■ **Image box annotation records**:
** START **
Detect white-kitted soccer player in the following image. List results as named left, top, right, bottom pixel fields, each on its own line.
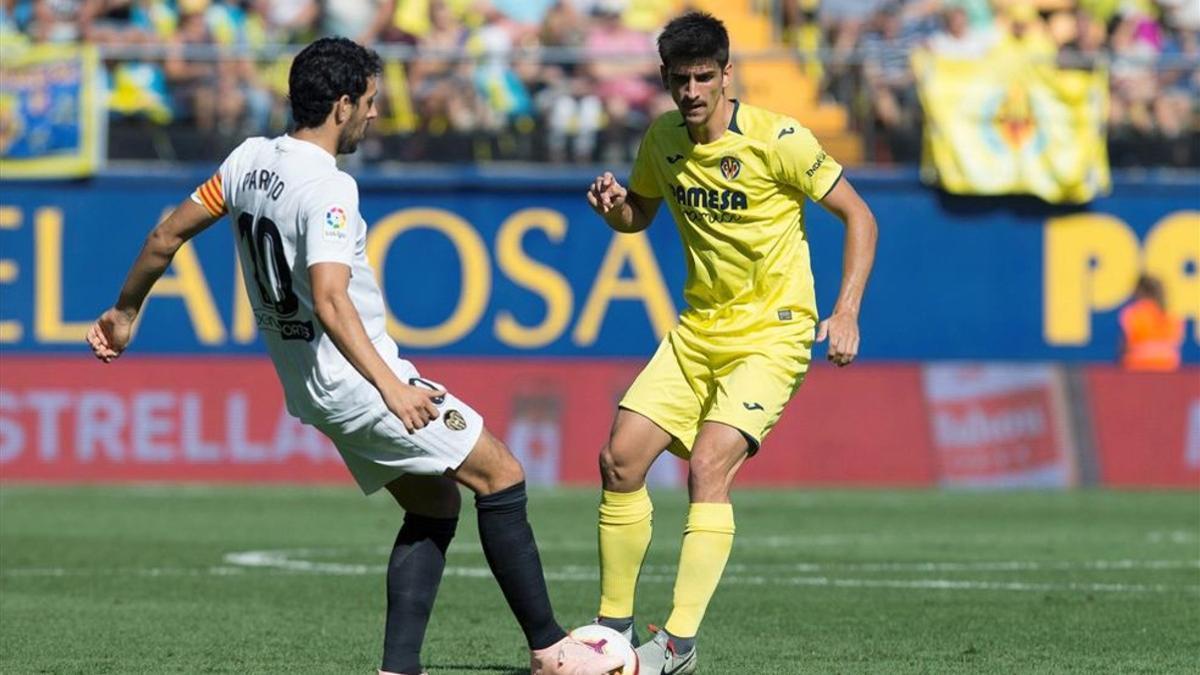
left=88, top=38, right=620, bottom=675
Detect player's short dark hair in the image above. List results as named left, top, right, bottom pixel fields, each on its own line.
left=288, top=37, right=383, bottom=129
left=659, top=12, right=730, bottom=68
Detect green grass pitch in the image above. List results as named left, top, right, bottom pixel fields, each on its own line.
left=0, top=485, right=1200, bottom=675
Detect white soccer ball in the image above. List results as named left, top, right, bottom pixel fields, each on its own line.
left=571, top=623, right=640, bottom=675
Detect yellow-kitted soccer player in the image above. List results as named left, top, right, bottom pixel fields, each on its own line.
left=588, top=12, right=877, bottom=675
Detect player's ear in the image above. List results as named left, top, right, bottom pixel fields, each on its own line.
left=334, top=94, right=354, bottom=124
** END **
■ **EXERCISE DETAILS**: Can you rewrite everything from the start of the rows down to the line containing "left=88, top=38, right=620, bottom=675" as a two-column CSV with the headers request and answer, one line per request, each value in a single quoted field with its line breaks turned into spaces? Leave the pictures out.

■ **EXPECTED ANSWER**:
request,answer
"Detect white-kitted soccer player in the following image. List results as named left, top, right, bottom pixel fields, each on its own line.","left=88, top=38, right=620, bottom=675"